### EXERCISE TASKS
- A) In the book review, what years did David Evans serve as POA General Secretary?
- B) In the book review, rewrite the part that opens with the words containing "Similarly, for us" and closes with "of misunderstanding (p83).", changing "thuggery" to "intimidation".
- C) Carry the book review on from its last sentence.

David Evans was POA General Secretary from 1982 to 2000. This period includes the miners’ strike and the biggest spate of prison uprisings ever to shake the British prison system. You would hardly know this from the book though, as although a picture of the wrecked Strangeways prison features in the illustrations, the events of 1990 are mentioned only in passing. Likewise, although there is considerable material about prisons in the north of Ireland, and in particular about prison officer casualties of the war, there is hardly any mention of the hunger strikes or protests, other than a quote from the 1979 May Report to the effect that ‘The most stressful present custodial work undoubtedly involves the staff responsible for the three H blocks in The Maze prison which house the non-conforming prisoners…the nature of these inmates’ protests is bizarre in the extreme and the filth associated with it abhorrent and degrading’ (p99).

For prisoners and their supporters, The Everlasting Staircase – ironically titled in reference to the treadmills prisoners were once forced to walk endlessly – reads like a text from a parallel universe. We see a system of mass incarceration of men, women and children, who are overwhelmingly poor and working class and disproportionately black or minority ethnic, and whose oppression in prison sometimes drives them to band together and fight back. But this piece contains no analysis of who is actually in prison and the authors appear to see all prisoners as little more than wild animals, who can be kept reasonably docile if not given too much freedom, and to view any protest action as inexplicable and frightening. For example, the conscious political prison protests of the 1970s organised by PROP (Preservation of the Rights of Prisoners) are described as part of ‘turbulent years, when Britain…was swept by a… wave of strike action’ in which ‘prisoners themselves caught the protest “bug”’. A POA official complains: ‘Governors, with no inkling of what to do, met with prisoner deputations who gained in importance, thereby undermining the authority of staff’ (p83).

Similarly, for us the name of the POA is synonymous with thuggery and bullying and the stories of violence by prison staff are legion. But Evans and Cohen’s account is virtually silent on such accusations, with even POA members’ well-documented mistreatment of imprisoned fellow trade unionists glossed over and the disgraceful conduct towards the Shrewsbury Two in 1973 put down as some kind of misunderstanding (p83).

### DATA PROVIDED
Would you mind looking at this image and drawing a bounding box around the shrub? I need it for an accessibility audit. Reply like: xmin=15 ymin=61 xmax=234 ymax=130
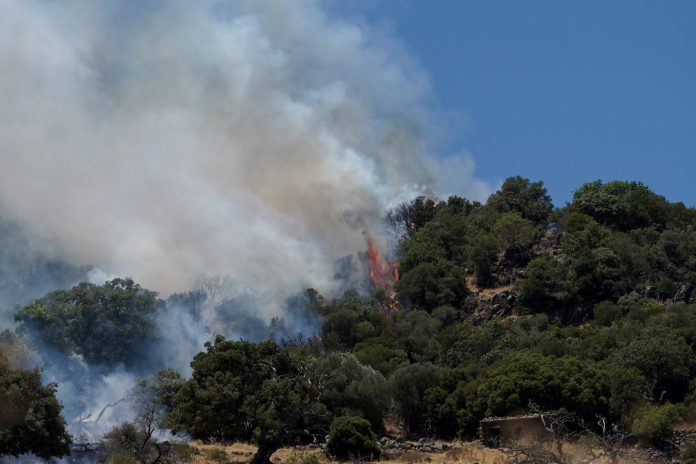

### WRITTEN ANSWERS
- A) 1982 to 2000

- B)
Similarly, for us the name of the POA is synonymous with intimidation and bullying and the stories of violence by prison staff are legion. But Evans and Cohen’s account is virtually silent on such accusations, with even POA members’ well-documented mistreatment of imprisoned fellow trade unionists glossed over and the disgraceful conduct towards the Shrewsbury Two in 1973 put down as some kind of misunderstanding (p83).

- C)
In 1998, horrific details of staff brutality at Wormwood Scrubs prison in London emerged, resulting eventually in a series of criminal prosecutions and civil claims for compensation. This is not mentioned anywhere in this account, At the time Evans publically refuted any wrongdoing by any POA member, to the extent that he told BBC Radio 4’s Today programme that ‘In all my years that I have been in the prison service I’ve never known a single occasion where prison officers have interfered with mail.’ Hundreds of thousands of complaints submitted by British prisoners and hours of court time attest to the ludicrousness of this statement.

POA – policing class-divided society for the ruling class

We do not subscribe to the view that trade union organisation is by definition progressive. There are countless examples of reactionary trade union activity: the strike by loyalist workers in the north of Ireland against power-sharing with Irish nationalists in 1974; the pro-capitalist Solidarnosc in Poland in the 1980s; the Confederación de Trabajadores de Venezuela which supported the US-backed coup in 2002. The fact that the POA is strident and well organised in its own interests is not sufficient to make it progressive.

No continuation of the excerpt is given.